Di samping sebagai makhluk sosial manusia juga merupakan makhluk tuhan yang dianugerahi nafsu yang mendorongnya untuk bertindak . Nafsu inilah yang dapat menjadi sebuah bencana apabila tidak dikendalikan. Oleh karena itu benar adanya dengan apa yang dikatakan oleh Hobbes “hommo homini lupus bellum contra omnes” bahwa manusia ibarat serigala yang ganas dan saling memangsa satu dan yang lainnya.
Mengatasi problema manusia yang nantinya sikut menyikut kepentingan dengan manusia lainnya maka dibentuklah sebuah instrumen yang lazim dikenal dengan sebutan hukum. Dengan hukum manusia memiliki keharusan untuk saling menghormati dan menjaga hak hak manusia lainnya serta melakukan kewajiban kewajiban demi terciptanya keadilan dan ketentraman hidup bermasyarakat. Hukum juga diharapkan dapat mengakomodasi kemungkinan-kemungkinan yang terjadi di masa yang akan datang melalui pembentukan instrumen hukum baik berupa peraturan perundang-undangan maupun kelembagaannya. Hukum dianggap sebagai a tools social of engeneering atau alat rekayasa sosial, oleh karena itu suatu keniscayaan kiranya di dalam masyarakat ada hukum (ubi societes ibi ius).
Hukum merupakan “benda mati” jika hanya dibiarkan tergeletak begitu saja tanpa dipatuhi dan dijalankan, oleh karena itu perlu adanya upaya penegakan hukum. Penegakkan hukum sejatinya tak bisa disandarkan kepada aparat penegak hukum saja atau kepada masyarakat saja. Instrumen hukum berupa peraturan perundang undangan yang demokratis dan aspiratif, sarana dan prasana , moralitas aparat penegak hukum serta kesadaran hukum masyarakat merupakan point penting dalam sistem hukum untuk mewujudkan penegakan hukum. Penegakan hukum diperuntukan untuk mewujudkan kepastian hukum dan menjamin rasa keadilan masyarakat. Keadilan merupakan harga mati yang tak bisa ditawar terlebih dinegeri yang telah melakukan reformasi sejak 17 tahun silam.

DATA TERCATAT:

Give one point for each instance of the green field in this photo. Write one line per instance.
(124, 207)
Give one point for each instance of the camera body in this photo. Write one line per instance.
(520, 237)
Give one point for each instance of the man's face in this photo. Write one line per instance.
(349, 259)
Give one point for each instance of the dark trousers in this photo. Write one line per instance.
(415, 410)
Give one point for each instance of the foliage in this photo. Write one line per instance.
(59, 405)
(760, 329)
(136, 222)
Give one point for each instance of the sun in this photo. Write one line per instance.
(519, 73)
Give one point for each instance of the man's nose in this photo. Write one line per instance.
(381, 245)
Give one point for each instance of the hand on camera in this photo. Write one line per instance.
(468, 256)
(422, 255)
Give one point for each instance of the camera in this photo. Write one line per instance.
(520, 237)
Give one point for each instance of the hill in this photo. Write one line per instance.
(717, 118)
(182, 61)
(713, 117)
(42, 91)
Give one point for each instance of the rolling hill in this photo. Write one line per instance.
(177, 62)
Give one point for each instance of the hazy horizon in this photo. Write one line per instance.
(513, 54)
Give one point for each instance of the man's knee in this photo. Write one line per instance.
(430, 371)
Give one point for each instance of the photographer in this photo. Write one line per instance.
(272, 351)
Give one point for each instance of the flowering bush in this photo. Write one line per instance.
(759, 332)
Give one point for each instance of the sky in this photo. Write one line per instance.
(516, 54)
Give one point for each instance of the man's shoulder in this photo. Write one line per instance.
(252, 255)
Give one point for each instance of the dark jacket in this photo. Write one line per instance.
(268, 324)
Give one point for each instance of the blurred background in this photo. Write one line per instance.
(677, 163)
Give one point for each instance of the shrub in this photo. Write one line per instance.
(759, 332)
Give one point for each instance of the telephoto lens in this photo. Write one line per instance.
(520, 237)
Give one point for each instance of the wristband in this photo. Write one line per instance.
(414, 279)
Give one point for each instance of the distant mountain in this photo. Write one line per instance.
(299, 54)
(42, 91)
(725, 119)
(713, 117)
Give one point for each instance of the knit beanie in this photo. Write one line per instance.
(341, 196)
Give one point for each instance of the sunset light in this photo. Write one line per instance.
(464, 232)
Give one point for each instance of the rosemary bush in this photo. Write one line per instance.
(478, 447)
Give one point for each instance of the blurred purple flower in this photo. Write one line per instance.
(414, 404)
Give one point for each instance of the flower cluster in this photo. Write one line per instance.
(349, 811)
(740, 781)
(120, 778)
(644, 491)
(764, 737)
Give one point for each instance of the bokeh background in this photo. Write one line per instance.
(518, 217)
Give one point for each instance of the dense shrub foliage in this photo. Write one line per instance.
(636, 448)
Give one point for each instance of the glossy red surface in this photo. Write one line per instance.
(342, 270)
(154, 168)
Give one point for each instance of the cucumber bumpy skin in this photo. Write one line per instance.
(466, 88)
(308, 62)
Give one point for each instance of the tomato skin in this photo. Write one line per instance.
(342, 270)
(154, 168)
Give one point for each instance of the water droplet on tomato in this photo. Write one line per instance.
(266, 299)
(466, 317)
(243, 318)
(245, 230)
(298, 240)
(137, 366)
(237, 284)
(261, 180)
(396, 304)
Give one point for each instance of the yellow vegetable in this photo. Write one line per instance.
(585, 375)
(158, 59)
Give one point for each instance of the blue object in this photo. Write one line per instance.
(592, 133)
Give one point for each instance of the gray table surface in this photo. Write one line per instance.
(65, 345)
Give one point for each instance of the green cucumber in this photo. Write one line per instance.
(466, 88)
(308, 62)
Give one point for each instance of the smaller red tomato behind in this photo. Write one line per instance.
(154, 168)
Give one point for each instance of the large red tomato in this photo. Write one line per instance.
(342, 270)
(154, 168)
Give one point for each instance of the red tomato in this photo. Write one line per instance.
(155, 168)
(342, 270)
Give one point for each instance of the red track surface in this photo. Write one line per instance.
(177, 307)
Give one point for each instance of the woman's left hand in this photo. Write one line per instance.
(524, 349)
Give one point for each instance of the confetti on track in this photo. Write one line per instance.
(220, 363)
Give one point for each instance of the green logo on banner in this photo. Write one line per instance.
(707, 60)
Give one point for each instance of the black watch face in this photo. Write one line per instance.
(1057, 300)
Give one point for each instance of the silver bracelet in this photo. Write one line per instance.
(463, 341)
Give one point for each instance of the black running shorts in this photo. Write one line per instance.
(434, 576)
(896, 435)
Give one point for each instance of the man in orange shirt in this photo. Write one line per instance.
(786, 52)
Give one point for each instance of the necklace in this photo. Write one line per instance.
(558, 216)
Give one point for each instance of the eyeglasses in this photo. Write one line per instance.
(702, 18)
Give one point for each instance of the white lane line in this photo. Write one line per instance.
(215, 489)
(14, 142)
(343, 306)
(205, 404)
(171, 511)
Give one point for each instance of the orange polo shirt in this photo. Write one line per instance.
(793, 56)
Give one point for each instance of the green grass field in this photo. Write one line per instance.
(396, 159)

SOAL LATIHAN:
**a)** Dalam teks tentang hukum, manusia diibaratkan sebagai apa menurut perkataan Hobbes?
**b)** Sebutkan semua hal yang disebut dalam teks tentang hukum sebagai point penting dalam sistem hukum untuk mewujudkan penegakan hukum.
**c)** Lanjutkan teks tentang hukum mulai setelah kalimat terakhirnya.
Daftar di atas merupakan bahan tersendiri yang terpisah dari teks tentang hukum.

JAWABAN:
**a)** Manusia diibaratkan sebagai serigala yang ganas dan saling memangsa satu dan yang lainnya.

**b)**
- Instrumen hukum berupa peraturan perundang-undangan yang demokratis dan aspiratif
- Sarana dan prasana
- Moralitas aparat penegak hukum
- Kesadaran hukum masyarakat

**c)**
Potret Buram Keadilan
Sungguh miris jika kita bandingkan apa yang menjadi cita hukum dengan kondisi real di masyarakat saat ini. Keadilan merupakan barang mewah yang hanya bisa dicicipi oleh segelintir kalangan. Pernyataan tersebut tidak hanya sekedar isap jempol belaka. Miris kita menyaksikan saat keadilan dijauhkan dari masyarakat yang sangat membutuhkannya. Kasus Faisal Budri dua kakak beradik yang tewas pasca disiksa oleh aparat kepolisian di tahanan Kepolisian Sektor (polsek) Sijunjung pada akhir tahun 2011 merupakan tamparan keras bagi kita penyuara keadilan. Betapa tidak saat Pengadilan Negeri I B Sijunjung Sumatera Barat menyatakan bahwa kematian kakak beradik Faisal Budri adalah penganiayaan bukanlah penyiksaan. Kekecewaan bertambah ketika amar putusan terhadap pelaku yang membawa kakak beradik tersebut ke liang lahat hanya dihukum beberapa tahun saja dan banyak kalangan pegiat hak asasi manusia menyayangkan putusan tersebut. Suatu putusan yang sangat dipertanyakan karena yang melakukannya adalah aparat penegak hukum yang seharusnya masuk dalam katagori “penyiksaan”. Jelas ini menyalahkan jargon supremasi hukum dalam marzab rule of law.
Potret buram keadilan di negri ini tidak hanya terjadi di Sijunjung saja. 20 November 2015 lalu Iwan Mulyadi pemuda yang ditembak polisi sektor Kinali Pasaman Barat yang hingga kini lumpuh menyurati Presiden Joko Widodo untuk meminta pertanggungjawaban atas kelumpuhan seumur hidup yang harus dipikulnya. Iwan dalam surat kecilnya tersebut meminta Presiden dan Polri mengganti kerugian atas dirinya. Padahal ganti kerugian yang dituntut Iwan tersebut merupakan perintah dari Mahkamah Agung dan pemerintah seharusnya tak berbelit atas hak yang seharusnya diperoleh Iwan.
Simanjuntak dalam artikelnya yang berjudul Tinjauan Umum tentang Perlindungan Hukum dan Kontrak Franchise (2011), mengartikan perlindungan hukum sebagai segala upaya pemerintah untuk menjamin adanya kepastian hukum untuk memberi perlindungan kepada warganya agar hak-haknya sebagai seorang warga negara tidak dilanggar, dan bagi yang melanggarnya akan dapat dikenakan sanksi sesuai peraturan yang berlaku.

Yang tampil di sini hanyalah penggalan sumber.